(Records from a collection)
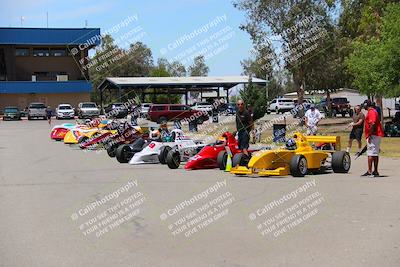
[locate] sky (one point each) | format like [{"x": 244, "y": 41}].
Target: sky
[{"x": 173, "y": 29}]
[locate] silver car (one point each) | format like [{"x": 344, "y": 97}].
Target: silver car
[{"x": 88, "y": 110}]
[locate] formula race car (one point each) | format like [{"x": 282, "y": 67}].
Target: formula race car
[
  {"x": 215, "y": 155},
  {"x": 298, "y": 158},
  {"x": 181, "y": 152}
]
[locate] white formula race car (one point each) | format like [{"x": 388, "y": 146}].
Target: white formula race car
[{"x": 156, "y": 152}]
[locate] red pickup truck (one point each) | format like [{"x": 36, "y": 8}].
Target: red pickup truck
[{"x": 171, "y": 112}]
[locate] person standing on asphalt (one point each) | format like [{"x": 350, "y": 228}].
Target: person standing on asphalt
[
  {"x": 312, "y": 118},
  {"x": 357, "y": 128},
  {"x": 373, "y": 134},
  {"x": 244, "y": 125}
]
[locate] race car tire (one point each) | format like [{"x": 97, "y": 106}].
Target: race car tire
[
  {"x": 341, "y": 162},
  {"x": 240, "y": 159},
  {"x": 163, "y": 154},
  {"x": 111, "y": 151},
  {"x": 222, "y": 159},
  {"x": 173, "y": 159},
  {"x": 298, "y": 166},
  {"x": 121, "y": 153}
]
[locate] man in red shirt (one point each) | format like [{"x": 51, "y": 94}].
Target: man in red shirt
[{"x": 373, "y": 133}]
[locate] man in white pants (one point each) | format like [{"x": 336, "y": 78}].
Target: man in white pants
[{"x": 312, "y": 118}]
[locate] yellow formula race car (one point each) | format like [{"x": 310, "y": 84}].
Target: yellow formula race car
[{"x": 299, "y": 157}]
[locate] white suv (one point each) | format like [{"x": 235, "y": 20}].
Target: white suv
[
  {"x": 65, "y": 111},
  {"x": 88, "y": 110},
  {"x": 281, "y": 105}
]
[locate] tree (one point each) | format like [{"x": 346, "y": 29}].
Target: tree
[
  {"x": 99, "y": 65},
  {"x": 291, "y": 20}
]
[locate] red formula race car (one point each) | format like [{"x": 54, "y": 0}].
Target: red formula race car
[{"x": 215, "y": 155}]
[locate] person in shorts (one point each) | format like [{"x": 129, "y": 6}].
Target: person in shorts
[
  {"x": 357, "y": 128},
  {"x": 312, "y": 118},
  {"x": 373, "y": 133},
  {"x": 244, "y": 124}
]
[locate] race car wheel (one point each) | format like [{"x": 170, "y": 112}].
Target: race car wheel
[
  {"x": 298, "y": 166},
  {"x": 341, "y": 162},
  {"x": 111, "y": 151},
  {"x": 163, "y": 154},
  {"x": 240, "y": 159},
  {"x": 221, "y": 159},
  {"x": 173, "y": 159},
  {"x": 122, "y": 154}
]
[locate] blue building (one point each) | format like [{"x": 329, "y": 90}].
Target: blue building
[{"x": 46, "y": 65}]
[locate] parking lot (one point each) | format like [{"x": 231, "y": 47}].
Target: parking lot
[{"x": 45, "y": 186}]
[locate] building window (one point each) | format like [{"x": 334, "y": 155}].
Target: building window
[
  {"x": 41, "y": 52},
  {"x": 57, "y": 52},
  {"x": 22, "y": 52}
]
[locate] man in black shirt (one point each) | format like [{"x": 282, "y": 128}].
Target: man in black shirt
[{"x": 244, "y": 124}]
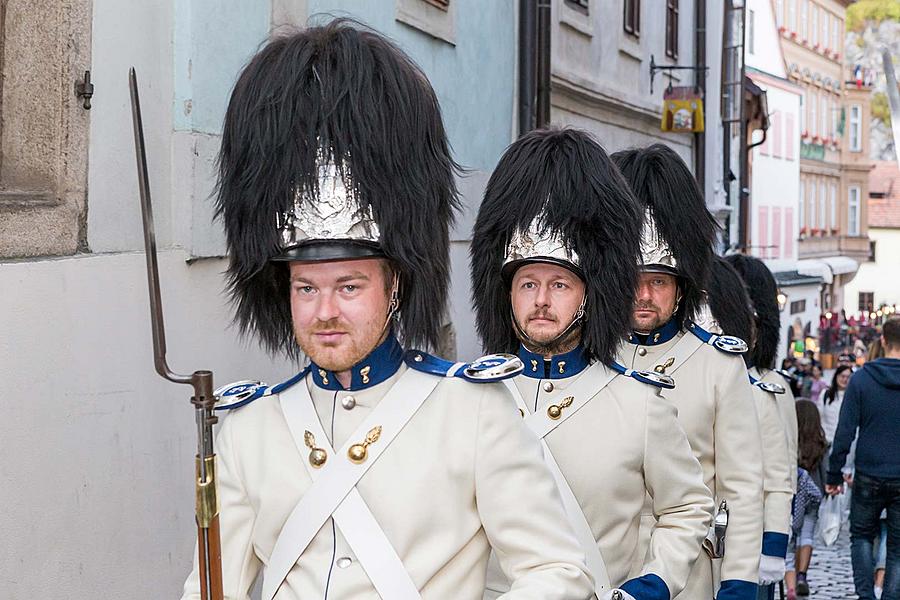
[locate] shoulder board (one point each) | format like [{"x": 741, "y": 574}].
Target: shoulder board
[
  {"x": 772, "y": 388},
  {"x": 493, "y": 367},
  {"x": 240, "y": 393},
  {"x": 725, "y": 343},
  {"x": 784, "y": 374},
  {"x": 649, "y": 377}
]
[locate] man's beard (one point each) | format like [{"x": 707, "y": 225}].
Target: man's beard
[
  {"x": 556, "y": 345},
  {"x": 343, "y": 356}
]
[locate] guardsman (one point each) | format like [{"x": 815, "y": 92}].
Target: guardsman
[
  {"x": 732, "y": 313},
  {"x": 764, "y": 294},
  {"x": 713, "y": 396},
  {"x": 373, "y": 472},
  {"x": 553, "y": 264}
]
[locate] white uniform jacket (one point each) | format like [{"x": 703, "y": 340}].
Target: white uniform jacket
[
  {"x": 714, "y": 400},
  {"x": 777, "y": 491},
  {"x": 624, "y": 444},
  {"x": 442, "y": 491},
  {"x": 788, "y": 411}
]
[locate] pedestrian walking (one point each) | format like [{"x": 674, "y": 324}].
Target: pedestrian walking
[
  {"x": 872, "y": 404},
  {"x": 811, "y": 454}
]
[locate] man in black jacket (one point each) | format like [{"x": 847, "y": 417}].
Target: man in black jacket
[{"x": 872, "y": 404}]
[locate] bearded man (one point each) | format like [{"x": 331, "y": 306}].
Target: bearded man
[
  {"x": 554, "y": 255},
  {"x": 375, "y": 471}
]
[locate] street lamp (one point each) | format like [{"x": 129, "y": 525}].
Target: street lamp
[{"x": 782, "y": 300}]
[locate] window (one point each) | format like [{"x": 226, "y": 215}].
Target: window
[
  {"x": 856, "y": 128},
  {"x": 814, "y": 28},
  {"x": 804, "y": 29},
  {"x": 763, "y": 231},
  {"x": 579, "y": 5},
  {"x": 775, "y": 132},
  {"x": 789, "y": 136},
  {"x": 632, "y": 17},
  {"x": 836, "y": 35},
  {"x": 813, "y": 222},
  {"x": 823, "y": 215},
  {"x": 834, "y": 224},
  {"x": 853, "y": 210},
  {"x": 835, "y": 119},
  {"x": 751, "y": 31},
  {"x": 789, "y": 233},
  {"x": 672, "y": 29},
  {"x": 813, "y": 113},
  {"x": 866, "y": 301},
  {"x": 775, "y": 251}
]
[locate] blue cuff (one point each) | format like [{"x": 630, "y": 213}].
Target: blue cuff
[
  {"x": 735, "y": 589},
  {"x": 647, "y": 587},
  {"x": 774, "y": 544}
]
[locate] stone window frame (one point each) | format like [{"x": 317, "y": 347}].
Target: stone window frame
[
  {"x": 437, "y": 19},
  {"x": 44, "y": 49}
]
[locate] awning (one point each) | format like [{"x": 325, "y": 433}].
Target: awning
[{"x": 827, "y": 267}]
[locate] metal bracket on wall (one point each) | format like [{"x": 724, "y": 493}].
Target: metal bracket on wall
[
  {"x": 654, "y": 68},
  {"x": 84, "y": 89}
]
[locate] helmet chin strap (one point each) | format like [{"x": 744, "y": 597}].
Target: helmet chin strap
[
  {"x": 526, "y": 339},
  {"x": 394, "y": 305}
]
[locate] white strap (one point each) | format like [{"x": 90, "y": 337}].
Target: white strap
[
  {"x": 684, "y": 349},
  {"x": 333, "y": 493},
  {"x": 588, "y": 385}
]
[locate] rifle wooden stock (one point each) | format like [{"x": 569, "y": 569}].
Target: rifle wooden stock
[
  {"x": 210, "y": 553},
  {"x": 207, "y": 511}
]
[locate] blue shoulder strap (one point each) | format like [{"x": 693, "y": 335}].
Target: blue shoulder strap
[
  {"x": 725, "y": 343},
  {"x": 649, "y": 377},
  {"x": 240, "y": 393},
  {"x": 493, "y": 367}
]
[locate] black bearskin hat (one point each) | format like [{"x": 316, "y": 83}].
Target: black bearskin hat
[
  {"x": 668, "y": 191},
  {"x": 729, "y": 302},
  {"x": 563, "y": 182},
  {"x": 339, "y": 106},
  {"x": 764, "y": 294}
]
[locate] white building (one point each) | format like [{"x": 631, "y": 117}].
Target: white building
[
  {"x": 877, "y": 283},
  {"x": 775, "y": 189}
]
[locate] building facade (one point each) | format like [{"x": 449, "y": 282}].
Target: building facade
[
  {"x": 103, "y": 448},
  {"x": 833, "y": 145},
  {"x": 877, "y": 286}
]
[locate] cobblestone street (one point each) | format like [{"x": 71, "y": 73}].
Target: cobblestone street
[{"x": 830, "y": 574}]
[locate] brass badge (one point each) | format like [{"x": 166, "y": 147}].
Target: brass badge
[
  {"x": 317, "y": 456},
  {"x": 358, "y": 453},
  {"x": 661, "y": 369},
  {"x": 554, "y": 411}
]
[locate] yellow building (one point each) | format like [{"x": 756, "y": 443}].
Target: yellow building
[{"x": 834, "y": 144}]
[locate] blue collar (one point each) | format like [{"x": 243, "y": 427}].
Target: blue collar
[
  {"x": 658, "y": 336},
  {"x": 379, "y": 365},
  {"x": 558, "y": 367}
]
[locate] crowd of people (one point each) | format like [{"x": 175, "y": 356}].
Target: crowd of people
[
  {"x": 820, "y": 414},
  {"x": 626, "y": 438}
]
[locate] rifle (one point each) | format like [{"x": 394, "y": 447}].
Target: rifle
[{"x": 209, "y": 544}]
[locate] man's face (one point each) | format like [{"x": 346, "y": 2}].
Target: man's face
[
  {"x": 654, "y": 304},
  {"x": 339, "y": 310},
  {"x": 545, "y": 298}
]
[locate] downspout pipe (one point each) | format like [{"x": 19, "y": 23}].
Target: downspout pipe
[{"x": 527, "y": 65}]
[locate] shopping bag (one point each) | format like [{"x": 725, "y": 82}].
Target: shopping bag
[{"x": 830, "y": 516}]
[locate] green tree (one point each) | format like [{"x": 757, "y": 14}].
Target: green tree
[{"x": 871, "y": 10}]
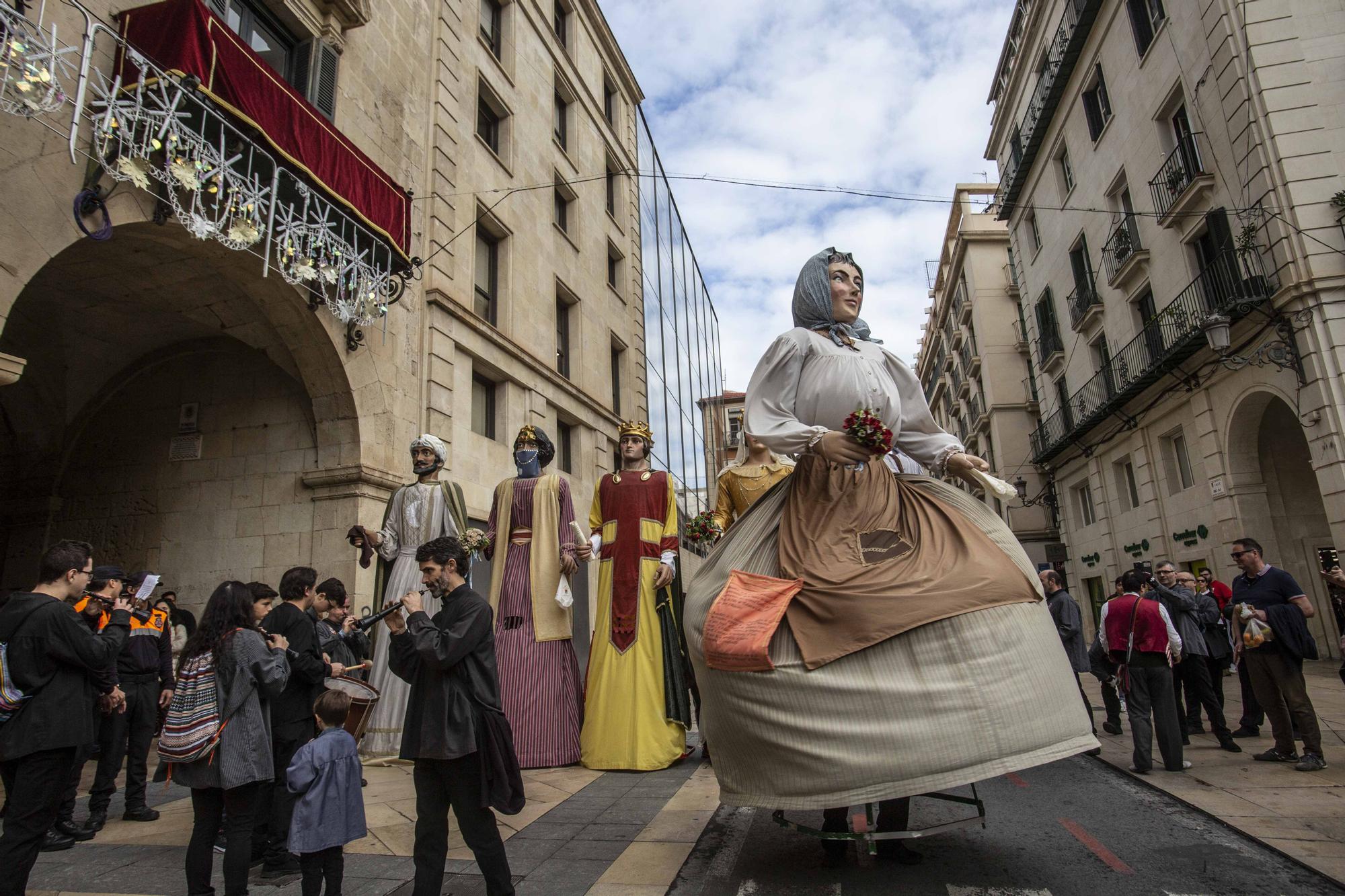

■ **DESCRIPTION OF THE TASK**
Only one stretch of the entries above is needed: the lines from the one containing "[locate] parking lot" through the one containing "[locate] window (one". Copy it exactly, without the pictures.

■ **SOLUTION TO THE EXERCISE**
[locate] parking lot (one point each) | format like [{"x": 231, "y": 47}].
Target: parking lot
[{"x": 45, "y": 186}]
[locate] building window (one point each) | format like [{"x": 334, "y": 155}].
Target: building window
[
  {"x": 41, "y": 52},
  {"x": 57, "y": 52},
  {"x": 22, "y": 52}
]
[locate] man in black shirt (one point each) | format like [{"x": 282, "y": 128}].
Target: man in black shirt
[{"x": 244, "y": 124}]
[locate] shoulder board (one point each) | format like [{"x": 741, "y": 574}].
Target: shoulder board
[
  {"x": 772, "y": 388},
  {"x": 493, "y": 367},
  {"x": 240, "y": 393},
  {"x": 725, "y": 343},
  {"x": 784, "y": 374},
  {"x": 649, "y": 377}
]
[locate] man's beard (one point each) | format like [{"x": 707, "y": 225}].
Target: man's beard
[
  {"x": 556, "y": 345},
  {"x": 343, "y": 356}
]
[locate] guardsman (one point each) | format like [{"x": 815, "y": 92}].
Target: guardsman
[
  {"x": 732, "y": 313},
  {"x": 764, "y": 294},
  {"x": 713, "y": 396},
  {"x": 373, "y": 472},
  {"x": 553, "y": 264}
]
[locate] white uniform jacket (one point each) | format like [{"x": 703, "y": 340}].
Target: white uniform jacket
[
  {"x": 714, "y": 400},
  {"x": 777, "y": 491},
  {"x": 624, "y": 444},
  {"x": 442, "y": 491},
  {"x": 788, "y": 411}
]
[locate] pedestrian walking (one point each) | format like [{"x": 674, "y": 324}].
Target: pedestrian walking
[
  {"x": 872, "y": 404},
  {"x": 811, "y": 454}
]
[locate] man in black jacket (one point each) | format like [{"x": 847, "y": 417}].
Target: man in black jacket
[{"x": 872, "y": 404}]
[locate] bearded man (one point each) | format like [{"x": 331, "y": 306}].
Target: bearded man
[
  {"x": 554, "y": 255},
  {"x": 375, "y": 471}
]
[locate] street lamp (one point each) | format like [{"x": 129, "y": 525}].
Target: street lamp
[{"x": 782, "y": 300}]
[locate] window (one point each) | format like [{"x": 226, "y": 215}].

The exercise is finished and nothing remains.